(Records from a data collection)
══════════
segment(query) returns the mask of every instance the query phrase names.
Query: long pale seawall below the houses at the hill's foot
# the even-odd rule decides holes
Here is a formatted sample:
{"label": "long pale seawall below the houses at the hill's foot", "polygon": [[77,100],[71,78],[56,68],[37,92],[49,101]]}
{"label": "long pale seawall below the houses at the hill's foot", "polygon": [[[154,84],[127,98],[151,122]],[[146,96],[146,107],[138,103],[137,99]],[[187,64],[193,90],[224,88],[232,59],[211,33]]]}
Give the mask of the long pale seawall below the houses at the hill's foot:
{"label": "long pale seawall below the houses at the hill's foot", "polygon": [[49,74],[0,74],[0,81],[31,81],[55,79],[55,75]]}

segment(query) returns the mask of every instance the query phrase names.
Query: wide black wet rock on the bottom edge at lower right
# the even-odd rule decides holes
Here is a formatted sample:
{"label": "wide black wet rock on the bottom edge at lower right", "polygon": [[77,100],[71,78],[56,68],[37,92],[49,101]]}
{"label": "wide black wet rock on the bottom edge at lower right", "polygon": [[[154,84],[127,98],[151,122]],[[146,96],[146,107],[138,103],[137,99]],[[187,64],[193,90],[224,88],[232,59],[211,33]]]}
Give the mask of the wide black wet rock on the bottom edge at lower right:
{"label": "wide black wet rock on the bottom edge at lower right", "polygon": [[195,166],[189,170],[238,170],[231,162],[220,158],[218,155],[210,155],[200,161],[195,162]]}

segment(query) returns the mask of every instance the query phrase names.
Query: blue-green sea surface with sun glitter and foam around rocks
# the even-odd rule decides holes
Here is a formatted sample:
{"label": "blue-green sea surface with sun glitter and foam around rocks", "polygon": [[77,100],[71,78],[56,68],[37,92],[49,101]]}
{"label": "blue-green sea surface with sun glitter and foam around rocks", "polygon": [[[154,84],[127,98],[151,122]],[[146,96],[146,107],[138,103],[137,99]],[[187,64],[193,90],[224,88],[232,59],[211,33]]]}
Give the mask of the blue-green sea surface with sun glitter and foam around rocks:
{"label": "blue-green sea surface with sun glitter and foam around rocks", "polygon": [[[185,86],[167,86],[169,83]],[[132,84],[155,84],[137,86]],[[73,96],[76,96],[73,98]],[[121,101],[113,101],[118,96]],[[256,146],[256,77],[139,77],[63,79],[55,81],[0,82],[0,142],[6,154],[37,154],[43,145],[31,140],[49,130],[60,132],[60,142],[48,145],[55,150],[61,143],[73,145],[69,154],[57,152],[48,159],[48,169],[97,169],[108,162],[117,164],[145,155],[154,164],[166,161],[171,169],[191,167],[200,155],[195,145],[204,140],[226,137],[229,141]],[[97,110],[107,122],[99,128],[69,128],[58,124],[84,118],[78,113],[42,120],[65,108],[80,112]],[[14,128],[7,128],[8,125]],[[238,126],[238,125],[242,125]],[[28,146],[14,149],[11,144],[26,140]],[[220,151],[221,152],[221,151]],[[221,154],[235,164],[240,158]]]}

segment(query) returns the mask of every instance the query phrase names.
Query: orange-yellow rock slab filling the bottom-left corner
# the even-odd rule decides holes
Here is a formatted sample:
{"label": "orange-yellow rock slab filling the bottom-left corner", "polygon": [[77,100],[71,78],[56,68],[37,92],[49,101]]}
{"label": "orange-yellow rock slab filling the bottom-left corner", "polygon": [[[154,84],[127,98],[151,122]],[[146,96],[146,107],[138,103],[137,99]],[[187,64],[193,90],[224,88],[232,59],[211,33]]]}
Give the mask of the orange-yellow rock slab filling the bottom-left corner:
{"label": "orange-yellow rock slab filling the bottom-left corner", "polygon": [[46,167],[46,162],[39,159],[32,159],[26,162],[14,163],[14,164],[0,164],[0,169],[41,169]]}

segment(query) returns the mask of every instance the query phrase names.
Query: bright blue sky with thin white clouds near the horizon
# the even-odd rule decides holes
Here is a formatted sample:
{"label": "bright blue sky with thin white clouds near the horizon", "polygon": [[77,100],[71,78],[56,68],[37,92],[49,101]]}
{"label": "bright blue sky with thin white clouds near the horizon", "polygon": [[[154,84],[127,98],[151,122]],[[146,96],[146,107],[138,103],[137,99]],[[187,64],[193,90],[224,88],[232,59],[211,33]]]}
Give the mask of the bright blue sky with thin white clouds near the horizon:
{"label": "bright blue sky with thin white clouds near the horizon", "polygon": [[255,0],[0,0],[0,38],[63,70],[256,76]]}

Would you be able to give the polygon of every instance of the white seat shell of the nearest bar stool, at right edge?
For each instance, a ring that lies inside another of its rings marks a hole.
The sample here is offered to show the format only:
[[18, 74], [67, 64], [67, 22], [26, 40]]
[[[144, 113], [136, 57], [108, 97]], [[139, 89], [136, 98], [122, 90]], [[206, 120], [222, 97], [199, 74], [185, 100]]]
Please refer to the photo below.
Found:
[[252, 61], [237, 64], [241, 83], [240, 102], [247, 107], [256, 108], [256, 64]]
══════════
*YOUR ASSIGNMENT*
Only the line containing "74], [185, 100]]]" and the lines after it, up to and including the last line of the data, should appear in the answer, exactly as written.

*RESULT FOR THIS EXERCISE*
[[[144, 113], [136, 57], [108, 97]], [[139, 89], [136, 98], [122, 90]], [[206, 120], [222, 97], [199, 74], [185, 100]]]
Please refer to the photo below.
Found:
[[252, 61], [237, 64], [241, 83], [240, 102], [247, 107], [256, 108], [256, 64]]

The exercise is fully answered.